- EXTRACT PROVIDED:
And it’s classic Violet again, giving us the title of this week’s blog post.
I’ve been watching Downton Abbey since the beginning, and I only just noticed how elegant its opening titles are. There’s no cold open, just a very proper and leisurely introduction. So fitting.
We start the episode with breakfast for the upstairs and downstairs folk, setting up the main events for this week. Aunt Rosamund is coming for a visit, and Baxter has some police business to take care of.
Whatever happened to the Molesley-Baxter storyline? They’ve been teasing us with it for a long time, but it seems to have just petered out. What is taking so long? It seems to me that Downton is going to end with Baxter having spent all her time being morose and dejected.
I promised never to talk about Daisy again, so I won’t. Even if she was characteristically annoying in this episode, rushing Lady Cora upstairs – upstairs! The nerve of that shrew. But no, I won’t talk about it.

- TASKS FOR THIS EXERCISE:
A. Write out the Downton Abbey recap word for word, everything from "I’ve been watching" down to "talk about it.".
B. Extend the Downton Abbey recap with a few more paragraphs in the same voice, starting after its last sentence.

- MATERIAL PROVIDED:

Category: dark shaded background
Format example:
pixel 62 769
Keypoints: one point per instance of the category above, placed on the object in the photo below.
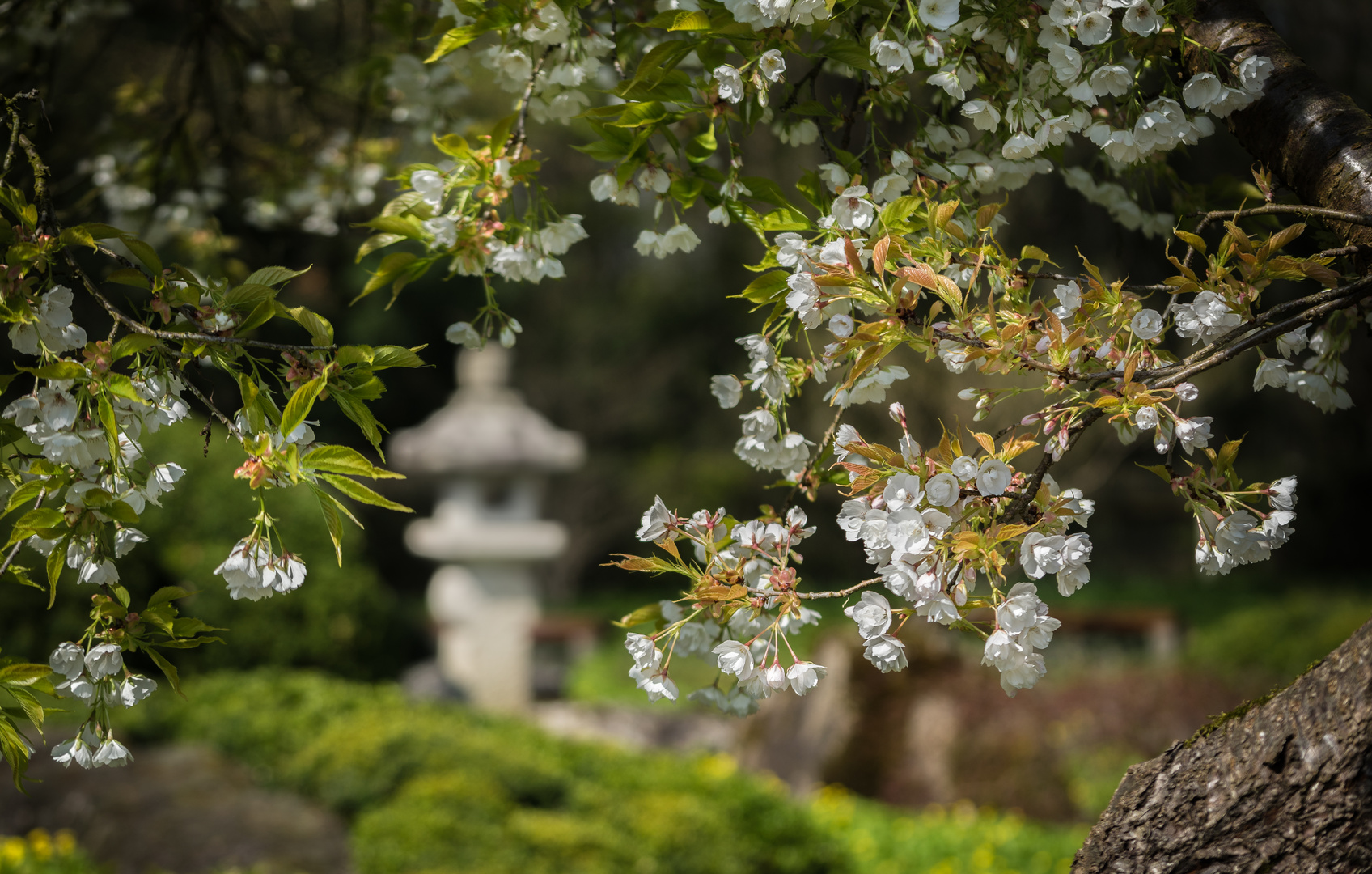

- RESPONSES IN ORDER:
A.
I’ve been watching Downton Abbey since the beginning, and I only just noticed how elegant its opening titles are. There’s no cold open, just a very proper and leisurely introduction. So fitting.
We start the episode with breakfast for the upstairs and downstairs folk, setting up the main events for this week. Aunt Rosamund is coming for a visit, and Baxter has some police business to take care of.
Whatever happened to the Molesley-Baxter storyline? They’ve been teasing us with it for a long time, but it seems to have just petered out. What is taking so long? It seems to me that Downton is going to end with Baxter having spent all her time being morose and dejected.
I promised never to talk about Daisy again, so I won’t. Even if she was characteristically annoying in this episode, rushing Lady Cora upstairs – upstairs! The nerve of that shrew. But no, I won’t talk about it.

B.
I won’t talk of that impertinent bully Mary, either. Or her newest suitor, Henry Talbot. (Sorry, I think I blacked out there from excessive eye-rolling.) What do you call that accent? Is it Posh? Lazy? Novocaine? Seriously. But no, I will not talk about that.
Aunt Rosamund is visiting because of her connection with a certain Hillcroft College. She’s a trustee, and she wants Edith to join the board too. She’s invited Mr. Harding, the treasurer of the college, and his wife to lunch at Downton to meet with them and talk over such lofty goals as educating women. It’s Edith who picks up Aunt Rosamund in the car, and I love how this scene between the two ladies shows us so casually that Edith is actually the Crawley daughter who is moving on with the times.
Mr. and Mrs. Harding’s visit was undoubtedly the highlight of the episode, because guess who Mrs. Harding is – it’s Gwen! Gwen the housemaid! The same Gwen who was helped by the angelic Lady Sybil to go after her dreams and leave service! That Gwen!
At first no one recognizes her, except that smarmy Barrow at his smarmy best. It sets up a poignant scene at the table, as the family finally finds out who Gwen is and she tells her story of being a former housemaid in that same house. Everyone is shocked at first, but it does not stop that impertinent bully Mary from throwing major shade at Gwen. After everyone has collected themselves from the initial shock (and embarassment), Gwen assures them that she meant to mention it at some point. To which the bully replies, with all the snark and snobbishness in her arsenal, “Oh you had every opportunity!” FOR SHAME, Mary. For absolute shame.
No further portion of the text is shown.